## Start
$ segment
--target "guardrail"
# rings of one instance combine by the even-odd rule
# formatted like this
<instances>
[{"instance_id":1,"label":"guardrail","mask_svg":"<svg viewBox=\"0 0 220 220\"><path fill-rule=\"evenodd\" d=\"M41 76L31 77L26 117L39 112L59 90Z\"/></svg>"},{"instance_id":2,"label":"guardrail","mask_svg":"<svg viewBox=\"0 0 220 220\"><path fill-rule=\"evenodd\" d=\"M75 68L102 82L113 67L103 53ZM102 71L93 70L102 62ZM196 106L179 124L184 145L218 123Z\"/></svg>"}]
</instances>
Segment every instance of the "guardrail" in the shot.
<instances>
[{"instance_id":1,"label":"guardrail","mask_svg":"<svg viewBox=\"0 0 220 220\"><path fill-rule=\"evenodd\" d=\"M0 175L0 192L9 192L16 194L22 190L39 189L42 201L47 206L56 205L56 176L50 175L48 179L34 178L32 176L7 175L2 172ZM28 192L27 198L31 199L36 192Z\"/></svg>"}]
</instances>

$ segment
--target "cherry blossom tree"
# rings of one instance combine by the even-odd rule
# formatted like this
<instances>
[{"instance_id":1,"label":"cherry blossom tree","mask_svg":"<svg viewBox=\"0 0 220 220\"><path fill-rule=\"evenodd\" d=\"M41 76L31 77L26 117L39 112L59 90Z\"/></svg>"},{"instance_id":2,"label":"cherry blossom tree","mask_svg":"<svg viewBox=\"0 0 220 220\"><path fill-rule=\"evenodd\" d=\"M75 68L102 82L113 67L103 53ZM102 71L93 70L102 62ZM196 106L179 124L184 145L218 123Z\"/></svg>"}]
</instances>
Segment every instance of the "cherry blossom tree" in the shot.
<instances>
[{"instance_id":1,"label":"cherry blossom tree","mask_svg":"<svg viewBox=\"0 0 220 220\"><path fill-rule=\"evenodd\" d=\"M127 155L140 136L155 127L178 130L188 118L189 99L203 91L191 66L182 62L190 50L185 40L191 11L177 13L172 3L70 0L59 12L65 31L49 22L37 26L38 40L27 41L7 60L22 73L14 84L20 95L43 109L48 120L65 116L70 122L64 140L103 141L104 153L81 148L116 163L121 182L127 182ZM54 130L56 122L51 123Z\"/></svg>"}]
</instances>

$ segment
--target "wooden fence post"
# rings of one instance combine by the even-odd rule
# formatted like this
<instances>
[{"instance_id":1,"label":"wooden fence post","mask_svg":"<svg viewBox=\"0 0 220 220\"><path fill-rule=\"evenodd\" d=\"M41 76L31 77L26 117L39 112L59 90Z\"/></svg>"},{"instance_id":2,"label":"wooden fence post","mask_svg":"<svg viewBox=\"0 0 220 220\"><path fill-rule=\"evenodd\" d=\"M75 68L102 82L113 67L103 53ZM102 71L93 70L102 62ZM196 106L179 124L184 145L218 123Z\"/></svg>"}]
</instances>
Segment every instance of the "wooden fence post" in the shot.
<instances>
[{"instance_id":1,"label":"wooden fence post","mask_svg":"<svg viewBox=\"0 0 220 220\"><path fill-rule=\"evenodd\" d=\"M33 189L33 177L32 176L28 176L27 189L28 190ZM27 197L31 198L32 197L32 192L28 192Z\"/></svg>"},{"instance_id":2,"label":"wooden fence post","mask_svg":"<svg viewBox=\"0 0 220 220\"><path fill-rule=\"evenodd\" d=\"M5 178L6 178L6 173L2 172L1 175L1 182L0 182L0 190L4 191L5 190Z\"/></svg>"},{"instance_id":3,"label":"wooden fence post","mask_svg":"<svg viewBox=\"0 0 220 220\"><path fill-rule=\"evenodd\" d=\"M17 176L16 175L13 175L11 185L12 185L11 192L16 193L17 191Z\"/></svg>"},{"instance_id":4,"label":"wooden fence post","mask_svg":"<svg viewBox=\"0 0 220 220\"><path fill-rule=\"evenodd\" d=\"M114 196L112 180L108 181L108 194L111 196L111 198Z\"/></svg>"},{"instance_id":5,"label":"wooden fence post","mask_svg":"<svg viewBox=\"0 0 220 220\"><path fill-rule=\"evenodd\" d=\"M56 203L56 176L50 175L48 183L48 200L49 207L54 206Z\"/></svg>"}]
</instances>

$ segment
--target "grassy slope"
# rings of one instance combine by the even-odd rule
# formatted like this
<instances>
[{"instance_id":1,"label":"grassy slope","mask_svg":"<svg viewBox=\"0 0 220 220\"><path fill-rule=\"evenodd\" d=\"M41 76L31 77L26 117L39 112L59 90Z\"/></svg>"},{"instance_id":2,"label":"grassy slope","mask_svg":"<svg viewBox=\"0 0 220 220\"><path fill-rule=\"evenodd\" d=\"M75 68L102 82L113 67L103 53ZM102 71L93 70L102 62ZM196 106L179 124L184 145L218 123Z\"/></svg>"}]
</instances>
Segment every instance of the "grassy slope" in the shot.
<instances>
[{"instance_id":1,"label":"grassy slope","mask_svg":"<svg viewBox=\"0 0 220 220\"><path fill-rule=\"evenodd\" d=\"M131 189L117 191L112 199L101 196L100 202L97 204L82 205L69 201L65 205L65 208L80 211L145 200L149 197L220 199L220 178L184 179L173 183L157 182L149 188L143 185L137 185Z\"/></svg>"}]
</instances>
## End
### TASK DETAILS
Please repeat all the records above exactly as they appear.

### RESULT
$ segment
--target "guardrail"
# rings of one instance combine by the even-odd rule
# formatted like this
<instances>
[{"instance_id":1,"label":"guardrail","mask_svg":"<svg viewBox=\"0 0 220 220\"><path fill-rule=\"evenodd\" d=\"M41 76L31 77L26 117L39 112L59 90Z\"/></svg>"},{"instance_id":2,"label":"guardrail","mask_svg":"<svg viewBox=\"0 0 220 220\"><path fill-rule=\"evenodd\" d=\"M75 68L102 82L113 67L103 53ZM102 71L93 70L102 62ZM196 106L179 124L184 145L218 123Z\"/></svg>"}]
</instances>
Segment every instance of the "guardrail" in the shot.
<instances>
[{"instance_id":1,"label":"guardrail","mask_svg":"<svg viewBox=\"0 0 220 220\"><path fill-rule=\"evenodd\" d=\"M0 175L0 192L9 192L16 194L22 190L39 189L42 201L47 206L56 205L56 176L50 175L48 179L34 178L32 176L7 175L2 172ZM28 192L27 198L31 199L36 192Z\"/></svg>"}]
</instances>

$ segment
--target "cherry blossom tree"
# rings of one instance combine by the even-odd rule
# formatted like this
<instances>
[{"instance_id":1,"label":"cherry blossom tree","mask_svg":"<svg viewBox=\"0 0 220 220\"><path fill-rule=\"evenodd\" d=\"M41 76L31 77L26 117L39 112L59 90Z\"/></svg>"},{"instance_id":2,"label":"cherry blossom tree","mask_svg":"<svg viewBox=\"0 0 220 220\"><path fill-rule=\"evenodd\" d=\"M75 68L102 82L113 67L103 53ZM102 71L93 70L102 62ZM196 106L179 124L184 145L218 123Z\"/></svg>"}]
</instances>
Segment every instance of the "cherry blossom tree" in the shot.
<instances>
[{"instance_id":1,"label":"cherry blossom tree","mask_svg":"<svg viewBox=\"0 0 220 220\"><path fill-rule=\"evenodd\" d=\"M127 155L140 136L155 127L178 130L188 118L189 99L203 91L191 66L182 62L190 50L185 40L191 11L177 13L172 3L70 0L59 12L65 31L49 22L37 26L38 40L27 41L7 60L22 73L14 84L20 95L43 109L48 120L65 116L70 122L64 140L103 141L104 153L81 148L116 163L121 182L127 182ZM54 130L56 122L51 123Z\"/></svg>"}]
</instances>

$ segment
--target "wooden fence post"
# rings of one instance combine by the even-odd rule
# formatted like this
<instances>
[{"instance_id":1,"label":"wooden fence post","mask_svg":"<svg viewBox=\"0 0 220 220\"><path fill-rule=\"evenodd\" d=\"M41 76L31 77L26 117L39 112L59 90Z\"/></svg>"},{"instance_id":2,"label":"wooden fence post","mask_svg":"<svg viewBox=\"0 0 220 220\"><path fill-rule=\"evenodd\" d=\"M75 68L102 82L113 67L103 53ZM102 71L93 70L102 62ZM196 106L179 124L184 145L218 123Z\"/></svg>"}]
</instances>
Segment every instance of the "wooden fence post" in the shot.
<instances>
[{"instance_id":1,"label":"wooden fence post","mask_svg":"<svg viewBox=\"0 0 220 220\"><path fill-rule=\"evenodd\" d=\"M33 189L33 177L32 176L28 176L27 189L28 190ZM27 197L31 198L32 197L32 192L28 192Z\"/></svg>"},{"instance_id":2,"label":"wooden fence post","mask_svg":"<svg viewBox=\"0 0 220 220\"><path fill-rule=\"evenodd\" d=\"M5 178L6 178L6 173L2 172L1 175L1 182L0 182L0 190L4 191L5 190Z\"/></svg>"},{"instance_id":3,"label":"wooden fence post","mask_svg":"<svg viewBox=\"0 0 220 220\"><path fill-rule=\"evenodd\" d=\"M17 176L16 175L13 175L11 185L12 185L11 192L16 193L17 191Z\"/></svg>"},{"instance_id":4,"label":"wooden fence post","mask_svg":"<svg viewBox=\"0 0 220 220\"><path fill-rule=\"evenodd\" d=\"M114 196L112 180L108 181L108 194L111 196L111 198Z\"/></svg>"},{"instance_id":5,"label":"wooden fence post","mask_svg":"<svg viewBox=\"0 0 220 220\"><path fill-rule=\"evenodd\" d=\"M56 203L56 176L50 175L48 183L48 200L49 207L54 206Z\"/></svg>"}]
</instances>

$ segment
--target "grassy slope"
# rings of one instance combine by the even-odd rule
# formatted like this
<instances>
[{"instance_id":1,"label":"grassy slope","mask_svg":"<svg viewBox=\"0 0 220 220\"><path fill-rule=\"evenodd\" d=\"M41 76L31 77L26 117L39 112L59 90Z\"/></svg>"},{"instance_id":2,"label":"grassy slope","mask_svg":"<svg viewBox=\"0 0 220 220\"><path fill-rule=\"evenodd\" d=\"M75 68L102 82L113 67L103 53ZM102 71L93 70L102 62ZM196 106L179 124L184 145L218 123Z\"/></svg>"}]
</instances>
Segment every instance of the "grassy slope" in the shot.
<instances>
[{"instance_id":1,"label":"grassy slope","mask_svg":"<svg viewBox=\"0 0 220 220\"><path fill-rule=\"evenodd\" d=\"M131 189L117 191L112 199L101 196L100 202L97 204L82 205L69 201L65 205L65 208L80 211L145 200L149 197L220 199L220 178L184 179L173 183L157 182L149 188L143 185L137 185Z\"/></svg>"}]
</instances>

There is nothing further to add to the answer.